INFORMATION SHOWN:
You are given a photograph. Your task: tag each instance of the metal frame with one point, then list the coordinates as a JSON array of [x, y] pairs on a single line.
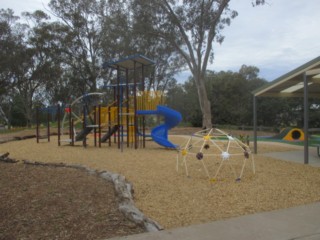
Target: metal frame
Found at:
[[305, 74]]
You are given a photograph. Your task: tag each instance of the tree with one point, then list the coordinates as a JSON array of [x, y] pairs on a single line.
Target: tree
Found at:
[[191, 27]]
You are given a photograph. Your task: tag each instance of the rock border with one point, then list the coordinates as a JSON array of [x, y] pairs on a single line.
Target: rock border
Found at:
[[123, 188]]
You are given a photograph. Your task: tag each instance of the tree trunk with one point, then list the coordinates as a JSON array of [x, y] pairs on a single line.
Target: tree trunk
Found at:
[[205, 104]]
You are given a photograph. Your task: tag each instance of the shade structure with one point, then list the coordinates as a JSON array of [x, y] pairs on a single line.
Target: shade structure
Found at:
[[303, 81]]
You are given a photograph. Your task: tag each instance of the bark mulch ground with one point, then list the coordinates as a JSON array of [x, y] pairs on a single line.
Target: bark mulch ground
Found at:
[[41, 202]]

EXERCISE BRIEF:
Write out each line of the data exactly; the images should be left out.

SOLVED PROBLEM:
You are given a photograph. Your task: tag each instance of the metal frame with one point, then list the coordinates as a JSON array of [x, y] pairs on a single line.
Target: metal frame
Found at:
[[305, 74]]
You are given a photograph. Your task: tag each instance of the tree with one point, then list the coordinates as a JSON array of [x, y] pairs on a single line.
Target: tree
Found at:
[[191, 27]]
You are given a photograph. Your task: tag each instance of the rock border with one point, then list the coordinates as a JSON array of [x, y] pairs on a single line.
Target: rock border
Found at:
[[123, 188]]
You are given a photograph. Your task: tag each instance of the tree trunk with one point, then list the coordinates as a JSON array of [x, y] pairs on a single line.
Target: tree trunk
Found at:
[[205, 104]]
You are given a photograph. Your task: tag each instance of the shade structure with one point, then list the coordinates as a JSON array of [x, y] pairs on a single line.
Target: shade structure
Found at:
[[303, 81]]
You are given a photograph. Your task: tag each instance of the bark mulch ground with one point, then list the coordinates as a JSON array of [x, y] pairs on a single line.
Target: bark mulch ground
Found at:
[[41, 202]]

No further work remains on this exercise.